__Work item__: Return the full listing below, unchanged.

__Data under study__:
>>

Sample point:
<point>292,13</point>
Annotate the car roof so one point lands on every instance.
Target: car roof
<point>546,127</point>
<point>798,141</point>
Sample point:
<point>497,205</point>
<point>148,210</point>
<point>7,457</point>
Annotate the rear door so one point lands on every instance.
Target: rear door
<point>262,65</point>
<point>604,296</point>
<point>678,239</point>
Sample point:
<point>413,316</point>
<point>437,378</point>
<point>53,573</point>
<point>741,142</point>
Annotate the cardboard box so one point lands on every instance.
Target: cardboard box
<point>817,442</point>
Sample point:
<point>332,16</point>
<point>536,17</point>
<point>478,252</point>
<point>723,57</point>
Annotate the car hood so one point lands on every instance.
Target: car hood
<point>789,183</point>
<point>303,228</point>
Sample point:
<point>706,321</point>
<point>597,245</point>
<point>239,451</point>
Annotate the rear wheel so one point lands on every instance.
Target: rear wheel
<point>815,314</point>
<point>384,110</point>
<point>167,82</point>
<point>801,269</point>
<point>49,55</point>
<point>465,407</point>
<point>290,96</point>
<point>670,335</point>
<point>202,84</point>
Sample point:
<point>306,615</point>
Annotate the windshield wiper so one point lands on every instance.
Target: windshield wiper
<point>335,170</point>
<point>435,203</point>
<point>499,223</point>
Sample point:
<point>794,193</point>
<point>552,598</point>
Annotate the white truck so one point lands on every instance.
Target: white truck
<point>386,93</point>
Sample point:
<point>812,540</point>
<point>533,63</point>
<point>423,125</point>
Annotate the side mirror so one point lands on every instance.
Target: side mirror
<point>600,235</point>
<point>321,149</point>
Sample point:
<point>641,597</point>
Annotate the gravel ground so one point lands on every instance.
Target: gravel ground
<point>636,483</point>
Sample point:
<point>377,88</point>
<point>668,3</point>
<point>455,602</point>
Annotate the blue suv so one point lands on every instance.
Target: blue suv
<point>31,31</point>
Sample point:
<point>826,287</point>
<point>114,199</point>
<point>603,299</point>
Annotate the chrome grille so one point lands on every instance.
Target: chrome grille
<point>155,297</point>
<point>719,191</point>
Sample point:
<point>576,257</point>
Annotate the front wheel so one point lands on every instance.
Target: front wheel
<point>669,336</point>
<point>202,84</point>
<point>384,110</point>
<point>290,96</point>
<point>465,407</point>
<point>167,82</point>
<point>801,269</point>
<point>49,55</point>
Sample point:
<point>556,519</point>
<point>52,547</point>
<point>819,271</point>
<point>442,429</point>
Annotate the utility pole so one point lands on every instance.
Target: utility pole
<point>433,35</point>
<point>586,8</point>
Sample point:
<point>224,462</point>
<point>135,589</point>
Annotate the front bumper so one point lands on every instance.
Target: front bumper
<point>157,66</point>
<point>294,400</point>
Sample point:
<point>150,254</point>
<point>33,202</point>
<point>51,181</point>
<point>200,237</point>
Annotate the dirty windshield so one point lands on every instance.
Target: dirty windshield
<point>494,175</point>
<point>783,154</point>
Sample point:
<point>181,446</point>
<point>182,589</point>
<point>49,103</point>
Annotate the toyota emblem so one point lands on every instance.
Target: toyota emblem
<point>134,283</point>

<<

__Solution for this exercise__:
Sample point:
<point>292,13</point>
Annotate the car roof so one point lands on every instance.
Target: car roof
<point>546,127</point>
<point>798,141</point>
Sample point:
<point>497,205</point>
<point>148,210</point>
<point>7,457</point>
Annotate the rear door so one point lands on every instance.
Target: rear door
<point>262,65</point>
<point>604,296</point>
<point>678,239</point>
Sample point:
<point>413,316</point>
<point>437,378</point>
<point>53,573</point>
<point>741,142</point>
Annotate the cardboard box so one point lands on every instance.
Target: cardboard box
<point>817,442</point>
Sample point:
<point>332,16</point>
<point>536,17</point>
<point>478,252</point>
<point>723,57</point>
Annotate the car hood so one point lands on every instance.
Target: car hood
<point>789,183</point>
<point>303,228</point>
Sample point:
<point>706,321</point>
<point>597,245</point>
<point>239,451</point>
Annotate the rear wheel so one point lands on every instance.
Target: rear wheel
<point>815,314</point>
<point>384,110</point>
<point>167,82</point>
<point>801,269</point>
<point>49,55</point>
<point>465,407</point>
<point>290,96</point>
<point>670,335</point>
<point>202,84</point>
Sample point:
<point>306,615</point>
Annotate the windshield wiper so one point lands on every instance.
Target: windshield wiper
<point>335,170</point>
<point>435,203</point>
<point>499,223</point>
Sample point:
<point>794,193</point>
<point>552,598</point>
Annotate the white truck so one point lands on every instance.
Target: white truck
<point>386,93</point>
Sample point:
<point>812,540</point>
<point>533,63</point>
<point>423,125</point>
Annotate the side mirror so one point lands on every instance.
Target: side mirror
<point>600,235</point>
<point>321,149</point>
Sample point:
<point>641,597</point>
Annotate the gravel ground so one point lands on every instance.
Target: gravel ground
<point>636,483</point>
Sample point:
<point>377,88</point>
<point>668,3</point>
<point>455,602</point>
Annotate the blue suv so one point lands on every instance.
Target: blue suv
<point>31,31</point>
Sample point:
<point>826,287</point>
<point>114,199</point>
<point>603,299</point>
Annotate the chrome grille so one point lands on every instance.
Target: chrome grille
<point>155,297</point>
<point>719,191</point>
Sample point:
<point>576,257</point>
Annotate the front wheel so one point lands on every instance.
Target: front wheel
<point>669,336</point>
<point>202,84</point>
<point>384,110</point>
<point>290,96</point>
<point>465,407</point>
<point>167,82</point>
<point>801,269</point>
<point>49,55</point>
Sample point:
<point>556,519</point>
<point>52,547</point>
<point>819,271</point>
<point>442,429</point>
Annotate the utility pole so one point lands on every instance.
Target: utility pole
<point>433,35</point>
<point>586,8</point>
Sample point:
<point>224,462</point>
<point>135,589</point>
Annotate the front bumper so one point lands on every instance.
Target: front bumper
<point>157,66</point>
<point>294,400</point>
Sample point:
<point>150,254</point>
<point>33,202</point>
<point>51,181</point>
<point>200,237</point>
Annotate the dirty windshield so one point lands on every instance.
Target: dirty windshield
<point>494,175</point>
<point>783,154</point>
Sample point:
<point>181,446</point>
<point>182,589</point>
<point>49,103</point>
Annotate the toyota emblem so one point lands on every instance.
Target: toyota emblem
<point>134,283</point>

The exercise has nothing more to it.